Requirement: Using the listing below, please gather every line containing the word "Give".
(Data excerpts begins)
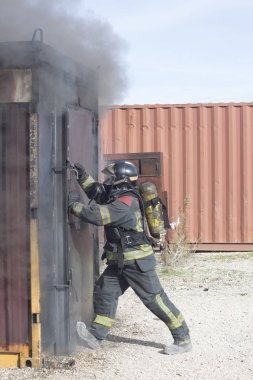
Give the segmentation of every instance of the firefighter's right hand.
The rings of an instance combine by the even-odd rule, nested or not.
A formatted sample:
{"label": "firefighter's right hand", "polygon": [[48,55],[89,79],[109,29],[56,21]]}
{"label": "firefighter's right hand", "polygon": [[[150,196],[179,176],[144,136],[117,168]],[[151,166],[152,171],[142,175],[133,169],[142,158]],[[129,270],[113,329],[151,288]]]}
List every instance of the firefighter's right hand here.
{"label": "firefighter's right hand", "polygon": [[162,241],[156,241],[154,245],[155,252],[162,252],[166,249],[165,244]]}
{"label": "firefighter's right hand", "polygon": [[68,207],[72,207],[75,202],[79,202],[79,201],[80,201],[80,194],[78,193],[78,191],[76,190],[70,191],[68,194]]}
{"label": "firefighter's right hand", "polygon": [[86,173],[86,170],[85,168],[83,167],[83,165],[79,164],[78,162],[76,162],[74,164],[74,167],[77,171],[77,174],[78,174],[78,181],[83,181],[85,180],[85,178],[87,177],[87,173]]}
(Data excerpts ends)
(Data excerpts begins)
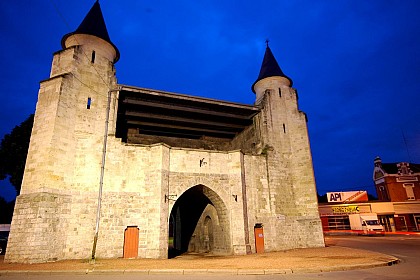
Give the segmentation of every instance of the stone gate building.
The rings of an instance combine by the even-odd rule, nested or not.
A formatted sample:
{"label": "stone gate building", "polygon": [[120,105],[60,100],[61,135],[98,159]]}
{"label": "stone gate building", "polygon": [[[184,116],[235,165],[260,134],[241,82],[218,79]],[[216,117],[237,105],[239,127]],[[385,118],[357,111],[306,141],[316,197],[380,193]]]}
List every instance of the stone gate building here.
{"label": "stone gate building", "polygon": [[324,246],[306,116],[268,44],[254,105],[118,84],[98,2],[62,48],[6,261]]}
(Data excerpts ends)
Your response:
Give the segmentation of every instance of the firefighter's right hand.
Give the segmentation of every instance of the stone gate building.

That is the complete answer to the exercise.